> [WORK REQUEST]
Using the data that follows, return exactly the lines from the one that contains "Exercise. Put one point on every instance of the overcast" through the one that contains "Exercise. Put one point on every instance of the brick wall", ends included.

[Saved entries]
* * * * * * *

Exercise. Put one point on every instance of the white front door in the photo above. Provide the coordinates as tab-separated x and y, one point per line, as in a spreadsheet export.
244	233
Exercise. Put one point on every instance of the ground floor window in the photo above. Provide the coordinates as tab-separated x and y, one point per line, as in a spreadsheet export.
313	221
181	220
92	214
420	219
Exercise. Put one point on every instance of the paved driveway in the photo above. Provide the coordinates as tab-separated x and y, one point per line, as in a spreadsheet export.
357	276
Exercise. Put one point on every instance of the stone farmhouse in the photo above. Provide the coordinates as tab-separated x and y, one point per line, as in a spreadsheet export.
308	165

* * * * * * *

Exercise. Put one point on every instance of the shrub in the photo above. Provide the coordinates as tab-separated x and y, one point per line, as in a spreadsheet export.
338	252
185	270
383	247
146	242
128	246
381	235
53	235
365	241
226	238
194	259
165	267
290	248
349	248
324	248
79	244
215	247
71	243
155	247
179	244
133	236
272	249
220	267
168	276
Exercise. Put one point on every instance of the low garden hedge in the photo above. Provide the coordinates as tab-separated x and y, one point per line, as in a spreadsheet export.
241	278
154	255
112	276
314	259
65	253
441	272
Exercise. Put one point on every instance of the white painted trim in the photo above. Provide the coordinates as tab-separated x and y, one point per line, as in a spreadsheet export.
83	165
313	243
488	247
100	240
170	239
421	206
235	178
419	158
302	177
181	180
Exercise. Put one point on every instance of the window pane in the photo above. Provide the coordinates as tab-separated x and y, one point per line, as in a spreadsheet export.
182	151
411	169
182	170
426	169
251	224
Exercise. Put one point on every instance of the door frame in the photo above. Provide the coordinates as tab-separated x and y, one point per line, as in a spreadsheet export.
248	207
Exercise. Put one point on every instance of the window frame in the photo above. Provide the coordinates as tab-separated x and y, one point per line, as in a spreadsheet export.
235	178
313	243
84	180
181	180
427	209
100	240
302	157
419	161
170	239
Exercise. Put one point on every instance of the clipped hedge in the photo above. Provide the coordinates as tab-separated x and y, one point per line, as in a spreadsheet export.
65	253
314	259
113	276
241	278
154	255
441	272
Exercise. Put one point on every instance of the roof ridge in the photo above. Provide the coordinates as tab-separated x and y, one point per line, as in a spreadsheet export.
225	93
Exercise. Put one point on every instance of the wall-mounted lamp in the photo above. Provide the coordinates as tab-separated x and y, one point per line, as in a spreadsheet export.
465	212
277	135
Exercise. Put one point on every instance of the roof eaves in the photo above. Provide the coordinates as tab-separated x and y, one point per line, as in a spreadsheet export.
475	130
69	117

* * * * * * *

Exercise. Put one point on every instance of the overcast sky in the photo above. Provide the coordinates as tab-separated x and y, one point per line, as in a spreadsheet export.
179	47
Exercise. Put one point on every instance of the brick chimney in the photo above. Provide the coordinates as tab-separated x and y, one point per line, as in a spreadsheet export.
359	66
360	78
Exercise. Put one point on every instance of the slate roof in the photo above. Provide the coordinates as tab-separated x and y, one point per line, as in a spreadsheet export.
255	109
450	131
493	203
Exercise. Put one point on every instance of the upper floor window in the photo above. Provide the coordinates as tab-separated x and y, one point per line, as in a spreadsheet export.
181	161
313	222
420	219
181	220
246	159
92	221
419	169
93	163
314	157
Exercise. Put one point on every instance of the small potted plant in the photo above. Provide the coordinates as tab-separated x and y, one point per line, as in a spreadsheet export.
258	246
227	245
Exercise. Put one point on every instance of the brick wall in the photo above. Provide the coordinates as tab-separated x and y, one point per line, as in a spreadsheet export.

* * * * * * *

> [EXERCISE RESPONSE]
Exercise. Put one point on every instance of the overcast sky in the photo above. Provide the coordinates as tab-separated x and y, one point per line, as in a spreadsheet export.
179	47
Exercise. Put one point on every instance of the brick chimney in the photo above. Provide the coordinates as tab-separated x and y, one point per line, as in a spreadsheet export.
359	66
360	78
Exercise. Put one point on every instance of the slate roof in the photo above. Provide the coordinates as tab-separated x and y, one point per line, as in a spreadsheet export.
255	109
450	131
493	203
Exercise. Put one point on every instance of the upper floor window in the photo above. Provide the coordinates as tab-separated x and y, one point per line, as in a spreadsheet export.
181	161
313	222
420	219
181	220
246	159
92	221
419	169
93	163
314	157
Exercise. Put one point on every instance of the small potted plant in the photo above. Provide the coordinates as tab-separated x and y, one point per line, as in a spreadsheet export.
258	246
227	245
Exercise. Put one point on every instance of the brick wall in the photo above. Provide the coordinates as tab-separated x and y, one point per line, as in a spreadsheet export.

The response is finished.